- 提示文 -
=-=-=
●平成21(ワ)2310 不正競争行為差止等請求事件(2)

 本日も、『平成21(ワ)2310 不正競争行為差止等請求事件 平成23年03月24日 大阪地方裁判所』 (http://www.courts.go.jp/hanrei/pdf/20110418132258.pdf)について取り上げます。


 本件は、不正競争行為差止等請求事件で、その請求が認容された事案です。


 本件では、争点2(原告商品製造方法は本件特許発明1の技術的範囲に属するか)についての判断も参考になるかと思います。


 つまり、大阪地裁(第21民事部 裁判長裁判官 森崎英二、裁判官 北岡裕章、裁判官 山下隼人)は、


『2 争点2(原告商品製造方法は本件特許発明1の技術的範囲に属するか)について


 原告商品製造方法は,前記判断の基礎となる事実(5)のとおりであり,同製造方法の工程?で円錐ピンが用いられている点において,本件特許発明1の構成要件C1の「エアを吹き込んで」という要件を充足しないことは当事者間に争いがない。


 しかしながら被告は,同要件を充足しないとしても,原告商品製造方法は,本件特許発明1と均等なものであり,その技術的範囲に属すると主張する。


 特許請求の範囲に記載された製造方法に,対象となる製造方法と異なる工程が存する場合であっても,?当該工程が特許発明の本質的部分ではなく,?当該工程を対象となる製造方法におけるものと置き換えても,特許発明の目的を達することができ,同一の作用効果を奏するものであって,?そのように置き換えることに,当該発明の属する技術の分野における通常の知識を有する者が,対象となる製造方法によって製造した時点において容易に想到することができたものであり,?対象となる製造方法が,特許発明の特許出願時における公知技術と同一又は当業者がこれから同出願時に容易に推考できたものではなく,かつ,?対象となる製造方法が特許発明の特許出願手続において特許請求の範囲から意識的に除外されたものに当たるなどの特段の事情もないときは,当該対象となる製造方法は,特許請求の範囲に記載された構成と均等なものとして,特許発明の技術的範囲に属するものと解するのが相当である最高裁第三小法廷平成10年2月24日判決・民集52巻1号113頁参照)。


 そこで,上記要件に基づき検討する。

(1) 本質的部分かどうかについて

ア 明細書の記載
証拠(甲10の2)によれば,本件明細書1の「発明の詳細な説明」には,以下の記載があることが認められる。


(ア) 発明が解決しようとする課題
【0004】
「そこで,本発明は,回転歯ブラシを構成するブラシ単体を高度な熟練を要することなく,しかもできるだけ工程数少なく効率良く製造できるブラシ単体の製造方法とその装置を提供し,ひいては回転歯ブラシを量産化可能とする製造方法を提供することを目的とする。」


 ・・・省略・・・


(ウ) 発明の効果
【0044】
「以上のように,本発明によれば,均一な厚さのブラシ単体の製造を可能とし,しかも高度な熟練を要することなく製造することができるので,量産化を可能とし,しかも素線の重なりを少なくすることができたブラシ単体を高速度で効率良く製造することができ,回転歯ブラシの均質化及び量産化が可能となった。」
=-=-=
- 問題の詳細 -
提示文のうち、「本日も、『平成21(ワ)2310 不正競争行為差止等請求事件 平成23年03月24日」で始まり「断も参考になるかと思います。」に至るまでの部分を、一字も変えずに再掲しなさい。

点ラベル付けデータセットのレコード:
=-=-=
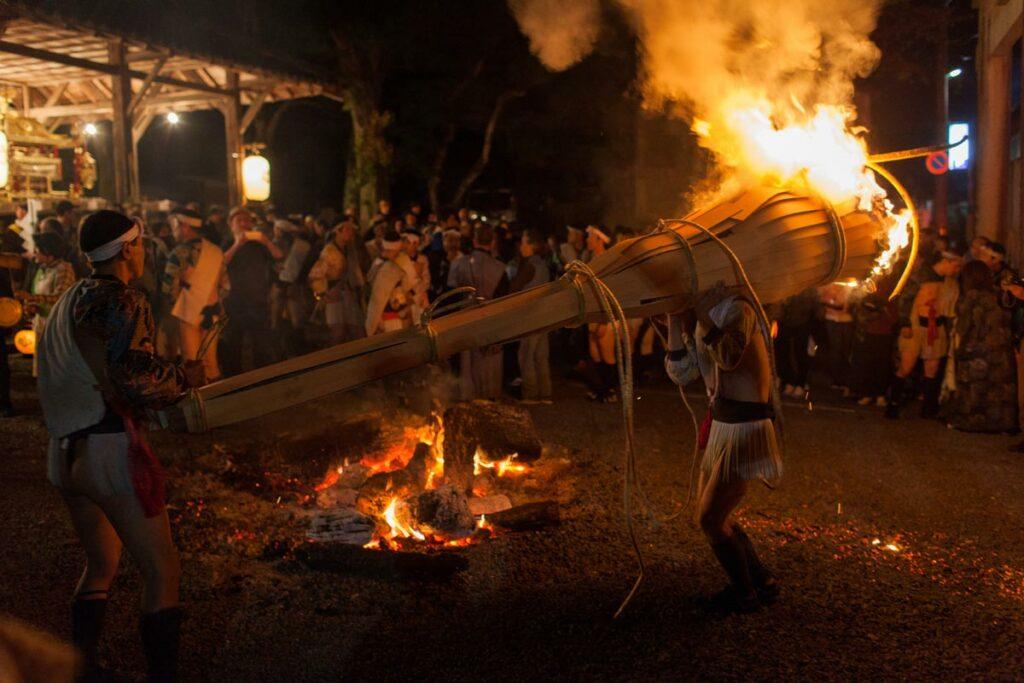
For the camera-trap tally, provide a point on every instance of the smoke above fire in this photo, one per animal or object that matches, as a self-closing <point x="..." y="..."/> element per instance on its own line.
<point x="561" y="32"/>
<point x="766" y="85"/>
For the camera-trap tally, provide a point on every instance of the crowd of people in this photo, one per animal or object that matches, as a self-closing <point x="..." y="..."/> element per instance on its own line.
<point x="952" y="337"/>
<point x="244" y="288"/>
<point x="241" y="289"/>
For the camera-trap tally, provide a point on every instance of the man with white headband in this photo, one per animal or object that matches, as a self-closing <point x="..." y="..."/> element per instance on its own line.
<point x="97" y="376"/>
<point x="480" y="370"/>
<point x="192" y="287"/>
<point x="927" y="307"/>
<point x="390" y="288"/>
<point x="420" y="269"/>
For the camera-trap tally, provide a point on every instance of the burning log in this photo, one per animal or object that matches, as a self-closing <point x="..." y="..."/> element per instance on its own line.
=-=-=
- 本問の解答 -
本日も、『平成21(ワ)2310 不正競争行為差止等請求事件 平成23年03月24日 大阪地方裁判所』 (http://www.courts.go.jp/hanrei/pdf/20110418132258.pdf)について取り上げます。


 本件は、不正競争行為差止等請求事件で、その請求が認容された事案です。


 本件では、争点2(原告商品製造方法は本件特許発明1の技術的範囲に属するか)についての判断も参考になるかと思います。